- **Your task**: An exact copy of every record is needed.
***** Stored data
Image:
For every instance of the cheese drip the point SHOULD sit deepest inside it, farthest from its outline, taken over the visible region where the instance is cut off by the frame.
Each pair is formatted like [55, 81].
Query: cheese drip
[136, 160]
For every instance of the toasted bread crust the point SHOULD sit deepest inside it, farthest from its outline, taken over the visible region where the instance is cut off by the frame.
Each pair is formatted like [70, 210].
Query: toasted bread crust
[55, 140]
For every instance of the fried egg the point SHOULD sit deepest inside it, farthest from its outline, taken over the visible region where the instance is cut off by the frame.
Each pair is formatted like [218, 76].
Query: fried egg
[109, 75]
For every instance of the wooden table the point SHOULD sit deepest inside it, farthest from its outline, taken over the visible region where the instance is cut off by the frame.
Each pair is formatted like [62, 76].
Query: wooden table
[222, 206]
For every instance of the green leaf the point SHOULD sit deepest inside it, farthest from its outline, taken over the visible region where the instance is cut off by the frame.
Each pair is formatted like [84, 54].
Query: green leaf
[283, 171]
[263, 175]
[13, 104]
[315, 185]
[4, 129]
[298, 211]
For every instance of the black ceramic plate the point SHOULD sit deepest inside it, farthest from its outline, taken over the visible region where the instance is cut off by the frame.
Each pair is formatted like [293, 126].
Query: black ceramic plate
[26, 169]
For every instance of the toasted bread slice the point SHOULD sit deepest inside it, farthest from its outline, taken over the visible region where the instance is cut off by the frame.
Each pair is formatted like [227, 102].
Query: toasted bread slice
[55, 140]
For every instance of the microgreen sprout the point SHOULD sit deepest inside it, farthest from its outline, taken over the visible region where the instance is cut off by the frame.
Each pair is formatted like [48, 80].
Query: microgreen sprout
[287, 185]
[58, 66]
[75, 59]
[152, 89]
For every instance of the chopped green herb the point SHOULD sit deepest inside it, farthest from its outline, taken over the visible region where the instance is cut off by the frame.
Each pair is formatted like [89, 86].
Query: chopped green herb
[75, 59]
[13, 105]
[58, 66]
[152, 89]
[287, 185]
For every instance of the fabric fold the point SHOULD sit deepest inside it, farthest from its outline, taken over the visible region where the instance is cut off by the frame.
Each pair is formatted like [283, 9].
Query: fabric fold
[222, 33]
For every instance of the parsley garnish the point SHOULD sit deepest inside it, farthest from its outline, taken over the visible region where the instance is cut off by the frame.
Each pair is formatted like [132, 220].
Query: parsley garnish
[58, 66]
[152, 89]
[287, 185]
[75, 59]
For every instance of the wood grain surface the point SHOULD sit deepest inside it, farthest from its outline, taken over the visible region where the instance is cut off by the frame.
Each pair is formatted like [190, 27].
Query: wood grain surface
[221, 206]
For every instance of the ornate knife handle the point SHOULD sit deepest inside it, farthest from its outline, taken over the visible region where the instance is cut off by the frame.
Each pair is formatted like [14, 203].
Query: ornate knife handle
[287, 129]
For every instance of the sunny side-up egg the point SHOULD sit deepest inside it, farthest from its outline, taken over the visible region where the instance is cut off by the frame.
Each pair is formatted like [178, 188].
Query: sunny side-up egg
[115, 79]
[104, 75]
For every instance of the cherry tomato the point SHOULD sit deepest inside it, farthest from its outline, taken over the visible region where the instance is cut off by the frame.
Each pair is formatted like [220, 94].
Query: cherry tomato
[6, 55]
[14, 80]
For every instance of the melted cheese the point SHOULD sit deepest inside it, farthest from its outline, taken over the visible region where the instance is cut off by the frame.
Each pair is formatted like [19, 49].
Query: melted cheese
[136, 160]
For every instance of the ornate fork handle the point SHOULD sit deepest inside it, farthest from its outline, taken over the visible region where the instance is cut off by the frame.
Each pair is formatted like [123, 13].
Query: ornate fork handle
**********
- **Result of this task**:
Image:
For every instance of the cheese drip the point SHOULD sit deepest inside it, farthest from its outline, taken over the visible region where the instance is cut off by the frame.
Each pair is formatted like [55, 81].
Query: cheese drip
[136, 160]
For every instance of the toasted bread crust the point SHOULD sit deepest inside it, farthest from its outline, taken over the visible region where the instance is cut off by the frame.
Each pair is formatted like [70, 210].
Query: toasted bread crust
[55, 140]
For every instance of the fried egg the point SHOULD sit deepest inside it, farthest from its outline, taken over the visible region where the instance is cut off by the frame.
Each pair is formatted like [218, 76].
Query: fried egg
[109, 75]
For every instance of the wooden table the point SHOULD sit deepest inside it, farthest from its outline, taken over the visible region where the instance is cut off by the frame.
Each pair is formatted like [62, 76].
Query: wooden table
[222, 206]
For every instance of the green leaf the point SHOULD sit deepest inside it, farthest from its outline, taken over the visible region where the instance is cut off by the frame.
Each pair is formatted like [84, 54].
Query: green leaf
[283, 171]
[263, 175]
[13, 104]
[315, 185]
[4, 129]
[298, 211]
For every instance of the black ceramic plate the point SHOULD sit deepest inside it, farthest from its outline, taken over the visible region where the instance is cut off by the frame.
Each pair is formatted like [293, 126].
Query: black ceramic plate
[26, 169]
For every instance of the toasted bread slice the point SHOULD sit deepest inside it, farthest from its outline, taken over the visible region where the instance is cut off by the frame.
Each pair is formatted like [227, 102].
Query: toasted bread slice
[55, 140]
For every instance of the microgreen sprout the point SHOULD sit deepest inside it, farthest from its outline, taken over the visible region where the instance is cut off by the frame.
Each pair is formatted like [48, 80].
Query: microgreen sprout
[287, 185]
[58, 66]
[75, 59]
[152, 89]
For every instance of the chopped green herb the point SHOULD sit deepest inside it, farthest from its outline, taken over the visible region where the instance is cut off by the frame.
Each pair is formatted like [89, 86].
Query: chopped green herb
[75, 59]
[13, 105]
[58, 66]
[152, 89]
[287, 185]
For every instance of the fabric fold the point SHOULD sit deepest inside it, farthest from its outline, taken over the visible region where the instance is cut off by the frame.
Each pair is formatted like [283, 9].
Query: fabric fold
[222, 33]
For every instance of the parsley garnish the point SHOULD sit deepest inside it, farthest from its outline, taken over the visible region where the instance is cut off by the frame.
Each pair is formatted like [132, 220].
Query: parsley garnish
[58, 66]
[152, 89]
[287, 185]
[75, 59]
For every instance of the wood grain surface the point SHOULD sit deepest inside it, farthest from its outline, taken over the visible region where the instance is cut off by the frame.
Each pair is formatted like [190, 27].
Query: wood grain surface
[221, 206]
For every instance of the ornate knife handle the point SHOULD sit deepest inside it, farthest from its outline, taken over the visible region where the instance is cut off by the frame.
Each pair is formatted like [14, 203].
Query: ornate knife handle
[287, 129]
For every instance of the sunny side-up egg the point SHOULD sit deepest inside it, farthest from its outline, taken over the visible region where the instance is cut off by the frame.
Each pair is formatted like [178, 188].
Query: sunny side-up egg
[115, 79]
[104, 75]
For every instance of the cherry tomato the point SHOULD sit deepest inside it, farthest from its outline, taken over the visible region where the instance is cut off by the frame.
Each pair is formatted like [220, 94].
Query: cherry tomato
[6, 55]
[14, 80]
For every instance of the melted cheese the point SHOULD sit deepest inside it, farthest from its outline, taken over the visible region where the instance is cut off by the frame.
Each pair is formatted like [19, 49].
Query: melted cheese
[136, 160]
For every instance of the ornate fork handle the point SHOULD sit deepest inside it, farthest from its outline, taken over the visible region where the instance is cut off by the frame.
Each pair is formatted like [123, 13].
Query: ornate fork handle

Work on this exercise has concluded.